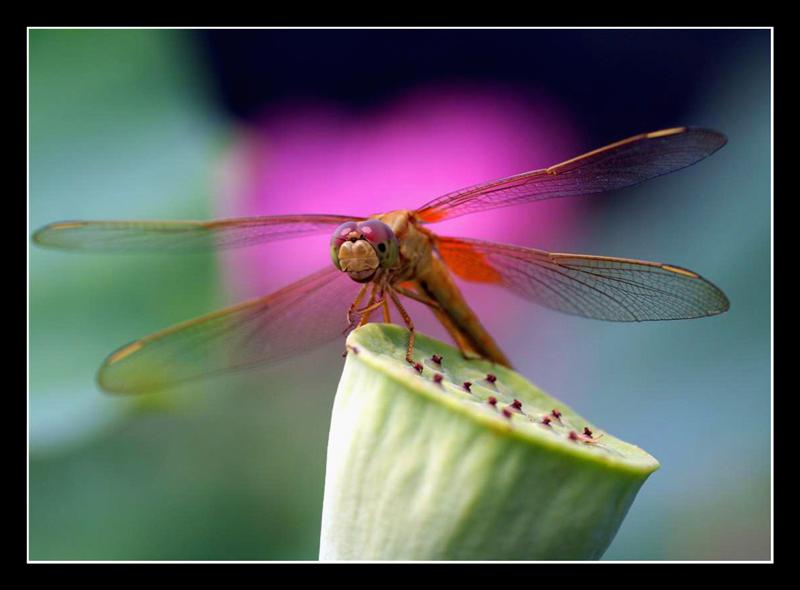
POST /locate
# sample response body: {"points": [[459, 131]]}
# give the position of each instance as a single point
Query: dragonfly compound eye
{"points": [[360, 248], [382, 239], [339, 237]]}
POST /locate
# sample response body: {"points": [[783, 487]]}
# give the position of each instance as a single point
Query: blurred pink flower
{"points": [[323, 159]]}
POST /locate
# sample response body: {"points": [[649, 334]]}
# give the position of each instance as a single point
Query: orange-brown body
{"points": [[419, 265]]}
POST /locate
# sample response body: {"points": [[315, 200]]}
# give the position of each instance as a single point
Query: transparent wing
{"points": [[299, 317], [181, 236], [599, 287], [618, 165]]}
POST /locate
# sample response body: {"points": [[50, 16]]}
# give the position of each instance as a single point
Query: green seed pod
{"points": [[464, 460]]}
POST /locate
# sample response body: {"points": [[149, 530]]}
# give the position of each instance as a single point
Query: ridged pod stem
{"points": [[473, 464]]}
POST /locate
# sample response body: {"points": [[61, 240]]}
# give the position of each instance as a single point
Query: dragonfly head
{"points": [[361, 248]]}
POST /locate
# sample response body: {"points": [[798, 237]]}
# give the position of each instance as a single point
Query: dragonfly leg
{"points": [[409, 324], [387, 318], [416, 297], [367, 311], [355, 303]]}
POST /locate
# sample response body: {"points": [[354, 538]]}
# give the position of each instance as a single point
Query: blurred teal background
{"points": [[137, 123]]}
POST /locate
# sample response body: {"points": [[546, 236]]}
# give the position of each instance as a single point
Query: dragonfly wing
{"points": [[299, 317], [181, 236], [599, 287], [618, 165]]}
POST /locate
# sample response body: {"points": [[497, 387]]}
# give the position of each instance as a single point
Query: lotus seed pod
{"points": [[421, 467]]}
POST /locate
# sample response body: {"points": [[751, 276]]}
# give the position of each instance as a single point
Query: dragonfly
{"points": [[381, 260]]}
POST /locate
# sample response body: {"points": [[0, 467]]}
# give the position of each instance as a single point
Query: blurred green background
{"points": [[130, 124]]}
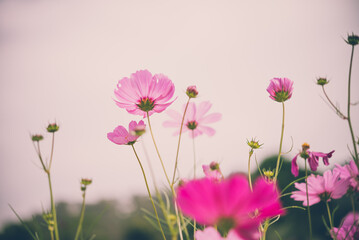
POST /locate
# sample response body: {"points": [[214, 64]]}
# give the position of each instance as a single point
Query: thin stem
{"points": [[38, 151], [52, 149], [79, 228], [348, 114], [280, 146], [194, 176], [179, 141], [329, 215], [308, 207], [158, 153], [249, 169], [341, 115], [53, 208], [149, 192]]}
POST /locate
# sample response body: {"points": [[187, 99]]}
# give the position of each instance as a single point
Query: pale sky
{"points": [[61, 60]]}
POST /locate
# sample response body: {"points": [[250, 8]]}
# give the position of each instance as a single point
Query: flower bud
{"points": [[86, 181], [192, 91], [37, 137], [139, 130], [52, 127], [254, 144], [352, 39], [322, 81]]}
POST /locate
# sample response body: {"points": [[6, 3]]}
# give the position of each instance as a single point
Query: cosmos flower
{"points": [[280, 89], [195, 120], [210, 233], [313, 159], [121, 136], [349, 171], [326, 187], [349, 229], [230, 204], [212, 171], [143, 93]]}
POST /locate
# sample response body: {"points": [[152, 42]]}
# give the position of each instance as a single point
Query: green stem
{"points": [[53, 208], [158, 153], [79, 228], [179, 141], [52, 149], [329, 215], [348, 115], [194, 176], [308, 207], [280, 146], [249, 169], [149, 192]]}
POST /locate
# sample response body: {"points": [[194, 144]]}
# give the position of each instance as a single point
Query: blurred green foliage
{"points": [[108, 220]]}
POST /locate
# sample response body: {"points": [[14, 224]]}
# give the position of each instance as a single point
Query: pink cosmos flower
{"points": [[121, 136], [195, 120], [349, 229], [349, 171], [313, 159], [212, 234], [230, 203], [143, 93], [326, 187], [212, 171], [280, 89]]}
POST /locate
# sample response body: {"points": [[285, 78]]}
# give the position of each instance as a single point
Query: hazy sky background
{"points": [[61, 60]]}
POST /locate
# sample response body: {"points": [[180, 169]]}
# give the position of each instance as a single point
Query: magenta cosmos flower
{"points": [[230, 204], [280, 89], [349, 171], [212, 171], [195, 120], [212, 234], [326, 187], [121, 136], [313, 159], [143, 93], [349, 229]]}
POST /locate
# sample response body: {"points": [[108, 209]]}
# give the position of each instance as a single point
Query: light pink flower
{"points": [[349, 171], [142, 93], [195, 120], [230, 201], [313, 160], [326, 187], [212, 171], [210, 233], [349, 229], [121, 136], [280, 89]]}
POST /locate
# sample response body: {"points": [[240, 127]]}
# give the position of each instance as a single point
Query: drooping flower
{"points": [[121, 136], [195, 120], [143, 93], [349, 229], [212, 171], [280, 89], [326, 187], [230, 204], [313, 159], [349, 171], [210, 233]]}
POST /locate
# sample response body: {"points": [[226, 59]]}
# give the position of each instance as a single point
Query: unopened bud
{"points": [[254, 144], [322, 81], [192, 91], [352, 39], [37, 137], [52, 127], [139, 130]]}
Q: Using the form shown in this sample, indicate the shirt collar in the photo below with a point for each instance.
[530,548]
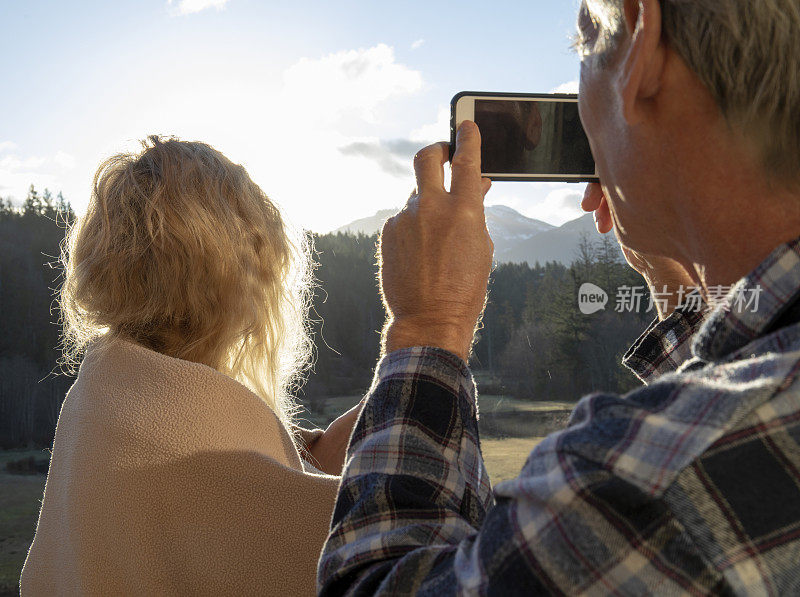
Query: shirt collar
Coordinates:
[751,307]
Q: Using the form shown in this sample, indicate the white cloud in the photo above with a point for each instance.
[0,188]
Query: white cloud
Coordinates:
[436,131]
[65,160]
[552,202]
[347,85]
[568,87]
[18,172]
[186,7]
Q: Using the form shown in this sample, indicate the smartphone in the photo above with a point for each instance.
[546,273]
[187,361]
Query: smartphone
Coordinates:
[537,137]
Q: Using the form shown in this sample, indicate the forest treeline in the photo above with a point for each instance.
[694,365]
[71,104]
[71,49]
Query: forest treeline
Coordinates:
[534,342]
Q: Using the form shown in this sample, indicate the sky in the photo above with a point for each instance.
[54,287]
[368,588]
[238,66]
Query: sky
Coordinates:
[324,103]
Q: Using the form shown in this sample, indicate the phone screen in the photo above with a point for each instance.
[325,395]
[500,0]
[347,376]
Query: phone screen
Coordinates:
[532,137]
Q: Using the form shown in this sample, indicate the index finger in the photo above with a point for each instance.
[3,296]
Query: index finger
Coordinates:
[466,164]
[429,166]
[592,197]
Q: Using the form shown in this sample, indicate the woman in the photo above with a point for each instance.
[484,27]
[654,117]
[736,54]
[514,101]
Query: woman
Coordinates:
[177,467]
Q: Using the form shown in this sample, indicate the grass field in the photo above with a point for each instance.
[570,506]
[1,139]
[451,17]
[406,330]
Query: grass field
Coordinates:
[509,431]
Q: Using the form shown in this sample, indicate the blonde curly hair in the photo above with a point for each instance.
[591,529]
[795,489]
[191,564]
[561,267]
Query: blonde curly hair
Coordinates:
[181,252]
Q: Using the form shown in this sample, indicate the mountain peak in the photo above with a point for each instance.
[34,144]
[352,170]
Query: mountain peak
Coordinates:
[516,237]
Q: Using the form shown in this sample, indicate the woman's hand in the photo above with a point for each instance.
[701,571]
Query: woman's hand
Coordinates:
[664,275]
[329,450]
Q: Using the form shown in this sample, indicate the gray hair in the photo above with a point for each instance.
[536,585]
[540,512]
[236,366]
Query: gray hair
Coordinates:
[746,52]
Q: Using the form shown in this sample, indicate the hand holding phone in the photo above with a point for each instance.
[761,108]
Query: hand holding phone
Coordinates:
[537,137]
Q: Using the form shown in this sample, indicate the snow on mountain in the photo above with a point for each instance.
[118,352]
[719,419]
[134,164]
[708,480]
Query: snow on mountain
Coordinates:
[517,238]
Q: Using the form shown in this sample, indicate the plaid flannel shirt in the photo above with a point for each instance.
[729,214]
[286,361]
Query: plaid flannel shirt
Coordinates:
[687,485]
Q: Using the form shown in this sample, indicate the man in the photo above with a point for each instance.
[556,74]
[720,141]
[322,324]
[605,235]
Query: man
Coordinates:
[689,484]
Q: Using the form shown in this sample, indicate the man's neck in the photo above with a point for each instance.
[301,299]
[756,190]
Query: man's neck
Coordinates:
[746,227]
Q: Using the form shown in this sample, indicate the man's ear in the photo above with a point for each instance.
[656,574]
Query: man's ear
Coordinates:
[642,63]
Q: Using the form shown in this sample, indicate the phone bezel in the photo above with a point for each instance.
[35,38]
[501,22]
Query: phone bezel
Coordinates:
[519,177]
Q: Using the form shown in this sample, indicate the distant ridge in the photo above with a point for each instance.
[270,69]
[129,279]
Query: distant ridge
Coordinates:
[516,237]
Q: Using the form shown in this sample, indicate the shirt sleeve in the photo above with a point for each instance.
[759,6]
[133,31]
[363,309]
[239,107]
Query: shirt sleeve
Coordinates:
[664,345]
[415,513]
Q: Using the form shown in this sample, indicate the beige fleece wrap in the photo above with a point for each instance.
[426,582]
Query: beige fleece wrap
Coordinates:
[168,477]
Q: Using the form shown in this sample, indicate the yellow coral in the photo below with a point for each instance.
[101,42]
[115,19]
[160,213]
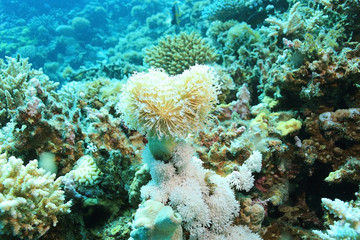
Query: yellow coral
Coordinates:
[169,106]
[85,171]
[289,126]
[177,53]
[30,199]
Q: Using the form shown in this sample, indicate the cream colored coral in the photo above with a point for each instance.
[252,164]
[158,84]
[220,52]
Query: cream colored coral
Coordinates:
[30,199]
[160,105]
[85,171]
[19,81]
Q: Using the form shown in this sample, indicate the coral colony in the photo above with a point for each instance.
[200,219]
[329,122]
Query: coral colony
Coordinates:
[180,120]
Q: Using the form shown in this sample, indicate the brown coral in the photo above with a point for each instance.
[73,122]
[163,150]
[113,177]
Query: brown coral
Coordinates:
[177,53]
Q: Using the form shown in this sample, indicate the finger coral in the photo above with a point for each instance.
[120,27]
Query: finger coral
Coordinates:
[160,105]
[177,53]
[30,199]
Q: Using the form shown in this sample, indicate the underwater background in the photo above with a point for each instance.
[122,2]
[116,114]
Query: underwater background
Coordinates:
[159,119]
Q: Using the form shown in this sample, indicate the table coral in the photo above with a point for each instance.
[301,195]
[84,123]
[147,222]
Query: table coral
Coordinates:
[30,199]
[177,53]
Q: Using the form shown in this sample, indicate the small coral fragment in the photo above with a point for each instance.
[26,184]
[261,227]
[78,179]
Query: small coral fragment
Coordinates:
[289,126]
[85,171]
[30,199]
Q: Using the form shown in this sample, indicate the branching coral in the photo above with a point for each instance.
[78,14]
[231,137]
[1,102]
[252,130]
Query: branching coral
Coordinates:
[30,199]
[18,81]
[177,53]
[347,225]
[85,171]
[252,11]
[290,26]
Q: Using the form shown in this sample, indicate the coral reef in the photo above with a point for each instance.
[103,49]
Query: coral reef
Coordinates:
[30,199]
[346,222]
[263,142]
[154,220]
[177,53]
[169,106]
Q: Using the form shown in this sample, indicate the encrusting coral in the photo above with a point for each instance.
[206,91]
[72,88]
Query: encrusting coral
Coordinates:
[177,53]
[30,199]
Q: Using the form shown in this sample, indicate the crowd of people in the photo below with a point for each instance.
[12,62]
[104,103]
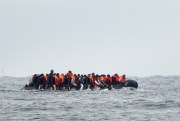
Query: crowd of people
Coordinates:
[56,81]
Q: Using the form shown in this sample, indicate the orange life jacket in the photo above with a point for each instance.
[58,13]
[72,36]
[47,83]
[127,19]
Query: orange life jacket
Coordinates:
[56,80]
[122,79]
[108,78]
[62,78]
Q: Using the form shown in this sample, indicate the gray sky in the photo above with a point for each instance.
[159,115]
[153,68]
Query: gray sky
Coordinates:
[135,37]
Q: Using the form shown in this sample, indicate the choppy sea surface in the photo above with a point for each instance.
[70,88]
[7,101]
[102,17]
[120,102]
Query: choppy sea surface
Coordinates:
[156,99]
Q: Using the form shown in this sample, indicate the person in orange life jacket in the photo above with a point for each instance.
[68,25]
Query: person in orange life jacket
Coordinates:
[122,78]
[102,79]
[51,80]
[73,80]
[78,84]
[41,82]
[61,81]
[57,81]
[98,81]
[68,79]
[115,79]
[108,81]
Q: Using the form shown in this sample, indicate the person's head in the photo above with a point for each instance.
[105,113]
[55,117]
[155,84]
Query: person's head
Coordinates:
[52,71]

[Task goal] For each line of the entries that holds the word "holding", pull that line out.

[Solution below]
Q: Using the form shown in this sample, indicate the hand holding phone in the photo above with a point for each instance.
Query: hand holding phone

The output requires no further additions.